BEGIN

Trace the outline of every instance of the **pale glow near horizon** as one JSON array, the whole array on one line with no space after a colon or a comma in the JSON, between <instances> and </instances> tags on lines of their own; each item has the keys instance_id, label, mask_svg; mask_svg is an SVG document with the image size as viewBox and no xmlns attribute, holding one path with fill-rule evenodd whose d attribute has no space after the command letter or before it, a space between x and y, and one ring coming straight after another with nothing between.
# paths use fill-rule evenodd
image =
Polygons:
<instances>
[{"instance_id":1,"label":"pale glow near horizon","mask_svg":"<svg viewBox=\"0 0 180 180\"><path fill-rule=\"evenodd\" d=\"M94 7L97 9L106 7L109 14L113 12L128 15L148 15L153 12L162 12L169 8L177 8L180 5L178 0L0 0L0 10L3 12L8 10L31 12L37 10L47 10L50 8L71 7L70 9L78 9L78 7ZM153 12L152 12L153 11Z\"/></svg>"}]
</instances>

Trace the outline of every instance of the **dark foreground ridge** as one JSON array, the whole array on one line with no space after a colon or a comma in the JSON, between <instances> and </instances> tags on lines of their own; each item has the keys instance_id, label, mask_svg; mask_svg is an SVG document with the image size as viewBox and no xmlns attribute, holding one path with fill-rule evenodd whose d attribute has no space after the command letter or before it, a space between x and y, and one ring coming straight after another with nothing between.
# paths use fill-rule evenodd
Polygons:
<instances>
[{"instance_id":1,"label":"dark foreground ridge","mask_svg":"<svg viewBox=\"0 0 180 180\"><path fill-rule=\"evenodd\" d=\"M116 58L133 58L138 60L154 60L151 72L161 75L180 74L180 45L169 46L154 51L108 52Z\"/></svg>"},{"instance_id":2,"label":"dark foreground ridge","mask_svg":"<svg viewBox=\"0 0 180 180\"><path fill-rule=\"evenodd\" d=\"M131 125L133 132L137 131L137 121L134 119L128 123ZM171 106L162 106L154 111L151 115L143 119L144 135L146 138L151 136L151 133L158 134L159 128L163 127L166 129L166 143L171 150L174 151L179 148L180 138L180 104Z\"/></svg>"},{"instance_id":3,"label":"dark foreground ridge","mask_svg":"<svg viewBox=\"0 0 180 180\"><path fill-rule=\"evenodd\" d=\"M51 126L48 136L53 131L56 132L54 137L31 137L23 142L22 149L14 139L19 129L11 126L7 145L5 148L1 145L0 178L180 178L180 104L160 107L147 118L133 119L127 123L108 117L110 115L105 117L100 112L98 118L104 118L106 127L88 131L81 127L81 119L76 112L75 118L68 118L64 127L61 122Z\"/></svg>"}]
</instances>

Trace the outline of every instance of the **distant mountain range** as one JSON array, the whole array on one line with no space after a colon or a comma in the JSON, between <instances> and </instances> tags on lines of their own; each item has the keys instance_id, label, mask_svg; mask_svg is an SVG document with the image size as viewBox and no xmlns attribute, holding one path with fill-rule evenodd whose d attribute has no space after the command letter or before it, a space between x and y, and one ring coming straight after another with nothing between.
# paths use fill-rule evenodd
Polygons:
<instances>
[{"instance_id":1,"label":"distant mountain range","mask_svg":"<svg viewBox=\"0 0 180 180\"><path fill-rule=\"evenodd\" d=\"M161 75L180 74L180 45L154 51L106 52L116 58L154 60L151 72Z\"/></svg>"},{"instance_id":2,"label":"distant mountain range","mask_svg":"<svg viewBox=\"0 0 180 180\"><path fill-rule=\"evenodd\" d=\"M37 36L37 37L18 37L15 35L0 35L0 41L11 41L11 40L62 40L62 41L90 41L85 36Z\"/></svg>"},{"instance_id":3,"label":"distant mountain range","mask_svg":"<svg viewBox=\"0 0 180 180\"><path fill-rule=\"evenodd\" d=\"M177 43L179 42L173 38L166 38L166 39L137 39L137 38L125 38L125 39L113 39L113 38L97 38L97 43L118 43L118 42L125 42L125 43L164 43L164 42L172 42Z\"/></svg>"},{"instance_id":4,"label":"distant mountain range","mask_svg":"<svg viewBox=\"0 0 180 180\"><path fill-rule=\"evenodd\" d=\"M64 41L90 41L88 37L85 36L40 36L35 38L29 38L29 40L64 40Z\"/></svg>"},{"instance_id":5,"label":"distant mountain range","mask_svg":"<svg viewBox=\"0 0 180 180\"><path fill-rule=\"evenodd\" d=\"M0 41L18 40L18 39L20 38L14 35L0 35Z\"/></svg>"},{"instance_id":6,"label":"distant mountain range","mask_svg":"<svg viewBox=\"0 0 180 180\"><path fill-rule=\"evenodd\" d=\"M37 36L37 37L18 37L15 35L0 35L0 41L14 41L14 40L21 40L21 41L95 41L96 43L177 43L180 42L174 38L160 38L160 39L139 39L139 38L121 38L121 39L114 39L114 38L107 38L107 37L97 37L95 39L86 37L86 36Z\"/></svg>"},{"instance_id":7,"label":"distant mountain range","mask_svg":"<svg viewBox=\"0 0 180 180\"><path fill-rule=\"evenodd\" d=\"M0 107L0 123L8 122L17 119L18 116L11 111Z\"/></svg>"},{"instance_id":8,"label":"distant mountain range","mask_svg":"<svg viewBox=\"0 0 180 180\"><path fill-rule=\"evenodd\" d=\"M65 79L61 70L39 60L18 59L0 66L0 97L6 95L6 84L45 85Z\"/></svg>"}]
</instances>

END

Take every line from the records that holds "lines" and copy it down.

**Response to this exercise**
Trace the outline of every instance of the **pale glow near horizon** as one JSON array, the whole array on one line with no space after a colon or a comma in the JSON, between <instances> and </instances> tags on lines of their own; each item has the keys instance_id, label, mask_svg; mask_svg is an SVG document with the image size as viewBox and no xmlns attribute, holding one path with fill-rule evenodd whose d attribute has no space after the command letter or before it, a space between x and y, and one ring coming straight after another with nothing between.
Trace the outline of every instance of the **dark foreground ridge** as one JSON array, the whole array on one line with no space after a colon or a comma in the JSON, between <instances> and </instances> tags on lines of their own; each item has the keys instance_id, label, mask_svg; mask_svg is an SVG document with the image size as viewBox and no xmlns attribute, holding one path with fill-rule evenodd whose d attribute has no space after the command letter or before it, a space between x and y, and one ring coming straight after another with nothing between.
Trace the outline of every instance of the **distant mountain range** as one JSON array, the whole array on one line with no space after a colon or a comma in the JSON, between <instances> and </instances> tags on lines of their own; each item has the keys instance_id, label, mask_svg; mask_svg is an SVG document with the image size as viewBox and no xmlns attribute, holding one path with fill-rule evenodd whose d attribute has no space after the command letter or before it, a space between x and y, and one ring coming straight after another with nothing between.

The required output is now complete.